Output only the span of lines that begins at the line containing "of the ripe" and ends at the last line of the data, both included, exactly as they appear.

## Start Data for this exercise

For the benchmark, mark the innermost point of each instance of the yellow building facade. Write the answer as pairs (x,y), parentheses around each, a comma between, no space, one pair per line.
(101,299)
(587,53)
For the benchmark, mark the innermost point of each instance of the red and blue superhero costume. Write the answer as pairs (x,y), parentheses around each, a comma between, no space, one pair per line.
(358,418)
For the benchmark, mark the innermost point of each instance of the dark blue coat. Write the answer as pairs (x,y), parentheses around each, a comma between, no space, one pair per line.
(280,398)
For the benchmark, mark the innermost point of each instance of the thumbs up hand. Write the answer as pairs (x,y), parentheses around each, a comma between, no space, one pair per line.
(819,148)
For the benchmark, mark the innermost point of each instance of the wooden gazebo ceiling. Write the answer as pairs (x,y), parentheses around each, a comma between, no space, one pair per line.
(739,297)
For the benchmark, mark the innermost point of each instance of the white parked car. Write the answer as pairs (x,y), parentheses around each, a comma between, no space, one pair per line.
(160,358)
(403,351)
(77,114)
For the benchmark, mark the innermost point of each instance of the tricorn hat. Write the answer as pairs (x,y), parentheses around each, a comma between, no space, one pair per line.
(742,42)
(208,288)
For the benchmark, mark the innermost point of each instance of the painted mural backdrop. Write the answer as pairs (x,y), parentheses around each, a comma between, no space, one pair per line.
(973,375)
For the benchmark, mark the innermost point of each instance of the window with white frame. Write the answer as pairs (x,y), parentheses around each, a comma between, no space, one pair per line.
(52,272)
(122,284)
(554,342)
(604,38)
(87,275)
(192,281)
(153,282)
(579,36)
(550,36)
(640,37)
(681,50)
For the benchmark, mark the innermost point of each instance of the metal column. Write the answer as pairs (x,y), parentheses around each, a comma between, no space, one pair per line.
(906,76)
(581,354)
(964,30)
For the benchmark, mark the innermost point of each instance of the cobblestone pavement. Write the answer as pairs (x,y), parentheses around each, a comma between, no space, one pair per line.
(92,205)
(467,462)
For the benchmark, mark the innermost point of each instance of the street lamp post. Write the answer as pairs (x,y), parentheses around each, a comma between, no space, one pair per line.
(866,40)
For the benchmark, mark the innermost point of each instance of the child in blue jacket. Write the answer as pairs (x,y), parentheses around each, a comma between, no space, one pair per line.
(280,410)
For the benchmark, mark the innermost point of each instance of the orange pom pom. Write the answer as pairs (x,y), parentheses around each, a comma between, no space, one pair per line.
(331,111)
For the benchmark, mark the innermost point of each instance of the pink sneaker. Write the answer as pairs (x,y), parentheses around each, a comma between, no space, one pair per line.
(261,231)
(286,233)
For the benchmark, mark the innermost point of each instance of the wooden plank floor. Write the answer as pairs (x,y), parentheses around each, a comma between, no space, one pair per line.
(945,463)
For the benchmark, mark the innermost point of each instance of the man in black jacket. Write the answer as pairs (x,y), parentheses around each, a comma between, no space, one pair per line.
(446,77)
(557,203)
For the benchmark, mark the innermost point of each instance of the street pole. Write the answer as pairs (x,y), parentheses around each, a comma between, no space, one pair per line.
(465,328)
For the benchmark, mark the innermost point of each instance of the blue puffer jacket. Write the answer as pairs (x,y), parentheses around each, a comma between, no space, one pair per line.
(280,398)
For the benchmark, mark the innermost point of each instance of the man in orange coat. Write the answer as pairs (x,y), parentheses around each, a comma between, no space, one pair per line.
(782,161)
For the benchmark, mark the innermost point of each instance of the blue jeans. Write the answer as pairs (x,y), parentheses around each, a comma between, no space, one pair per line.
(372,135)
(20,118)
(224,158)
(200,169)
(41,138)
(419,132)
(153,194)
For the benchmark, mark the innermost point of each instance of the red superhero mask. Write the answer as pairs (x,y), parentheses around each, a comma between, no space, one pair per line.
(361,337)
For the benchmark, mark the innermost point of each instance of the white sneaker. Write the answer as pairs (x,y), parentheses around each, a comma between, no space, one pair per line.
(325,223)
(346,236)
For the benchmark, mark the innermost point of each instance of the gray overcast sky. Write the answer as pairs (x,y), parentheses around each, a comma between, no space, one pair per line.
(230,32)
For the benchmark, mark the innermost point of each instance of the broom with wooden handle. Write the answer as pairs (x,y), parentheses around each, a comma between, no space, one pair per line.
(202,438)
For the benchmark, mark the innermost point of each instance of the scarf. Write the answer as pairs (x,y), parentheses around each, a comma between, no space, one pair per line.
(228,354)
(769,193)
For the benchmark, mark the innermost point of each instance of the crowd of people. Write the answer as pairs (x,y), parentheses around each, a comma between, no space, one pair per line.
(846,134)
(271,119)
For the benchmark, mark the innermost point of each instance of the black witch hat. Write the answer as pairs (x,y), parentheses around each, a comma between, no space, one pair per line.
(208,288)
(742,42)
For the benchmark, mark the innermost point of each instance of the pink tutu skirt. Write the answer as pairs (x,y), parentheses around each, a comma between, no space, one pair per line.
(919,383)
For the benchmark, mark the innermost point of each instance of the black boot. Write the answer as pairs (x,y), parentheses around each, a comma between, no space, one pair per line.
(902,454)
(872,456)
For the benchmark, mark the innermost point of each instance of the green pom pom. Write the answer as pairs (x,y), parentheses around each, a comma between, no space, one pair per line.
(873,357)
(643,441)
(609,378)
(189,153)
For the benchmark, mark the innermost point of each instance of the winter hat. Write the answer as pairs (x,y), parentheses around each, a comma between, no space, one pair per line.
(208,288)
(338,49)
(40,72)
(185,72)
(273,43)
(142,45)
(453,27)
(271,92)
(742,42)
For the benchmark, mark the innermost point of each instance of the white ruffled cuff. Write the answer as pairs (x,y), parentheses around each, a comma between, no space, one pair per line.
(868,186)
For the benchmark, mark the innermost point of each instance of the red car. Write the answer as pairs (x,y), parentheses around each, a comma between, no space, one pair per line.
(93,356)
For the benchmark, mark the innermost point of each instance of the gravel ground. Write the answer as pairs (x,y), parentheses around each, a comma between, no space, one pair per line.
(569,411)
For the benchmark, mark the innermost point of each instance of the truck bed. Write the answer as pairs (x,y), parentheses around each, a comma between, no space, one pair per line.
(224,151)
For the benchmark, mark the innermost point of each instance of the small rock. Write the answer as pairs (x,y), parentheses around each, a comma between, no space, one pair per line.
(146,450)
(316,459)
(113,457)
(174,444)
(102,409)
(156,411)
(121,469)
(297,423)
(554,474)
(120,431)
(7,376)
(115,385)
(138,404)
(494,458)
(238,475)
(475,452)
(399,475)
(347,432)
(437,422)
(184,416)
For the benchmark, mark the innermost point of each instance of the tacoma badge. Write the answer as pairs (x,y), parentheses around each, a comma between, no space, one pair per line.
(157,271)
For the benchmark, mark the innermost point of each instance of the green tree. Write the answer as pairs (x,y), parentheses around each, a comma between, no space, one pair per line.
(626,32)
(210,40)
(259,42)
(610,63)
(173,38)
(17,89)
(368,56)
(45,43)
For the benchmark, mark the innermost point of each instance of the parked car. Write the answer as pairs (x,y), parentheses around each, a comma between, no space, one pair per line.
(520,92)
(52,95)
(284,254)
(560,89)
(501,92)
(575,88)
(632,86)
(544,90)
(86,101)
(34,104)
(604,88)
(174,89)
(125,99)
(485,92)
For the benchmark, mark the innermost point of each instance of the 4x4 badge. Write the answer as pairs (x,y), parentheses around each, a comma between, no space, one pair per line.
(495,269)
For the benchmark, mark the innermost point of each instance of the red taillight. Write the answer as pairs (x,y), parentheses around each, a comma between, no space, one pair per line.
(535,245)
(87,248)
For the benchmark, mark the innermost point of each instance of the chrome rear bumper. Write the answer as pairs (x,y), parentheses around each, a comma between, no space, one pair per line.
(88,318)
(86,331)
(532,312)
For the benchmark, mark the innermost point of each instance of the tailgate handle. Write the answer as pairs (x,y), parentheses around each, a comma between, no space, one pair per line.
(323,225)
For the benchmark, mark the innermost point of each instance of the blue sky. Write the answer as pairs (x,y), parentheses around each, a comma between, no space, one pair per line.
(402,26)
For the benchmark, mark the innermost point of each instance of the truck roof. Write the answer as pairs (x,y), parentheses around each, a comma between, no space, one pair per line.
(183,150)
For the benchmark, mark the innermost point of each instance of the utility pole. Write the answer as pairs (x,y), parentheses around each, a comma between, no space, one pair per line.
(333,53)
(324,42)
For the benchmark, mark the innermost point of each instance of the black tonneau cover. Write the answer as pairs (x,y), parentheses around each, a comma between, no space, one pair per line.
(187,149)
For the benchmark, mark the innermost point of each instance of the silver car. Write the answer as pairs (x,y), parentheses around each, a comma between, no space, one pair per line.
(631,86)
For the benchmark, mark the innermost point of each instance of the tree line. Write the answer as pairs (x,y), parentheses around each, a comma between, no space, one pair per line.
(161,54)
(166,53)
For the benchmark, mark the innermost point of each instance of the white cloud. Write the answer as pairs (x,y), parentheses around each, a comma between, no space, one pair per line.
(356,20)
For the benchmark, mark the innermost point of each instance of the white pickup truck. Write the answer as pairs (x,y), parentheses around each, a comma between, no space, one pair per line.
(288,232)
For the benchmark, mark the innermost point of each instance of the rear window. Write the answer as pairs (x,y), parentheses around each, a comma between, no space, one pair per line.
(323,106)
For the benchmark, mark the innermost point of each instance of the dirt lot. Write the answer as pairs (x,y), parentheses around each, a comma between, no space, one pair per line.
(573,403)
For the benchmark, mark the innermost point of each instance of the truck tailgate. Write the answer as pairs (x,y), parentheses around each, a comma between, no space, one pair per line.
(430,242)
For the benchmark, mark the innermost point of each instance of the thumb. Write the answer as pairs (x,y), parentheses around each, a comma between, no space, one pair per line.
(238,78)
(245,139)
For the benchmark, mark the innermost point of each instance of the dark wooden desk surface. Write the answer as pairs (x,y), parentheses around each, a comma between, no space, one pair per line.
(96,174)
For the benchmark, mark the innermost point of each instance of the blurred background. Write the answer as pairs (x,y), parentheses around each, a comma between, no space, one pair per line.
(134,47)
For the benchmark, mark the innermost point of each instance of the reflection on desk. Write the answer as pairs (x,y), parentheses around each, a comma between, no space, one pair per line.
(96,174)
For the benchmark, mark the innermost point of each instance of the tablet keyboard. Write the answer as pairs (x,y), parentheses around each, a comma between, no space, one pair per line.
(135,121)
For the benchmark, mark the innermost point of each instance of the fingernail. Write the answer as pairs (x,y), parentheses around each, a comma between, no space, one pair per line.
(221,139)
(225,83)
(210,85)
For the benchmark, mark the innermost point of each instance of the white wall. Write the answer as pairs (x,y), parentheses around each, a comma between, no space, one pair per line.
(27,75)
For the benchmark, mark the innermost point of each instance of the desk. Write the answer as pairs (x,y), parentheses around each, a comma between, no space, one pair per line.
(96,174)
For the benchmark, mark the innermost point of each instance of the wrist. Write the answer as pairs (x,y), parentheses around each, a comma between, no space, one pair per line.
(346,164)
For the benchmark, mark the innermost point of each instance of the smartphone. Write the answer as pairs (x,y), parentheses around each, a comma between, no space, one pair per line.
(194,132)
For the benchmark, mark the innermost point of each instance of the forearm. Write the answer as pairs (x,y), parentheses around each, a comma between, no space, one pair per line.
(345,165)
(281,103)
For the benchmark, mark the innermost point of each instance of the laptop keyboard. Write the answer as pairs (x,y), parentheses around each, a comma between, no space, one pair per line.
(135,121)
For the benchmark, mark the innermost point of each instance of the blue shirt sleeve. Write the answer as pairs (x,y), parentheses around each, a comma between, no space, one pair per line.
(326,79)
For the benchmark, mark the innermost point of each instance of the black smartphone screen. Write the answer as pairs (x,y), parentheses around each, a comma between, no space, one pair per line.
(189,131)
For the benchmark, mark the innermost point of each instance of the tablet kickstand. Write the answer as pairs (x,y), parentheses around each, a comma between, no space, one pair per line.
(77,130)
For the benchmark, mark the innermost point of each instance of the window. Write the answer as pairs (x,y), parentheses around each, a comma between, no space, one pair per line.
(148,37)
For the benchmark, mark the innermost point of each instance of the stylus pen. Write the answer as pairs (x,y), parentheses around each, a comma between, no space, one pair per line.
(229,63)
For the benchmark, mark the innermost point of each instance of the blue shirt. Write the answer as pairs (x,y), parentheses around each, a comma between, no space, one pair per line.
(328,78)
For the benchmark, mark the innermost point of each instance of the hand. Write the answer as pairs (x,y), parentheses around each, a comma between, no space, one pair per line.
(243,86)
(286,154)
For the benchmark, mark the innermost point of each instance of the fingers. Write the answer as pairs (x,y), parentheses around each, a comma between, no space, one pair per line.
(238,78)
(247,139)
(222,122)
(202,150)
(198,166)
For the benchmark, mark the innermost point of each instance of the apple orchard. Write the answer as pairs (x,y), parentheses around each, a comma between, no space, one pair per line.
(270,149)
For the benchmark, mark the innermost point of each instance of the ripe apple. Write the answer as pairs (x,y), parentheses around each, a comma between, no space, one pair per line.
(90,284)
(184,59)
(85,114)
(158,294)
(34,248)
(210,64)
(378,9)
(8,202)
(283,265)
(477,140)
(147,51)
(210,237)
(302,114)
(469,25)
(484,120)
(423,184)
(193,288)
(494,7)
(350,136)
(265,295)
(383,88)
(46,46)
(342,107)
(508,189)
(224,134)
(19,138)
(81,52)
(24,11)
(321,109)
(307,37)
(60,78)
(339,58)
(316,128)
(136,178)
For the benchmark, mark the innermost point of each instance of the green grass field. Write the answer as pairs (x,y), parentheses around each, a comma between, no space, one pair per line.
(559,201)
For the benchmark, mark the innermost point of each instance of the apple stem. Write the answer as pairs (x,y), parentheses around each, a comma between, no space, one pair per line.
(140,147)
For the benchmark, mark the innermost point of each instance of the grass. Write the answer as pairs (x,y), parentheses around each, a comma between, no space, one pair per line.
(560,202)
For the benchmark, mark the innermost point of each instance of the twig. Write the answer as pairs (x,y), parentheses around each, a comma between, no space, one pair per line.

## End Data for this exercise

## Full answer
For the benchmark, mark the innermost point of each instance of the ripe apple. Write the answer as pairs (x,y), parentheses around each, a comma between, no space, one pair per line.
(90,284)
(184,59)
(85,114)
(158,294)
(34,248)
(210,64)
(378,9)
(8,202)
(283,265)
(477,140)
(147,51)
(210,237)
(302,114)
(469,25)
(484,120)
(423,184)
(193,288)
(494,7)
(350,136)
(265,295)
(383,88)
(46,46)
(342,107)
(508,189)
(224,134)
(19,138)
(81,52)
(24,11)
(321,109)
(307,37)
(60,78)
(339,58)
(316,128)
(136,178)
For the benchmark, mark the innermost point of each instance of the green grass field. Write the answer as pairs (x,y), parentheses around each, a comma between, no space, one pair per line.
(559,201)
For the benchmark, mark the innermost point of each instance of the apple stem. Write the answer as pairs (x,y), parentheses around each, a comma between, no space, one pair per line.
(140,147)
For the benchmark, mark the innermost point of each instance of the grass. Write the answer as pairs (x,y), parentheses around each, a comma between, no space, one pair per line.
(560,202)
For the benchmark, mark the innermost point of each instance of the twig. Write the answer as pairs (x,y), parentheses around each, a comma between, no space, one pair per line.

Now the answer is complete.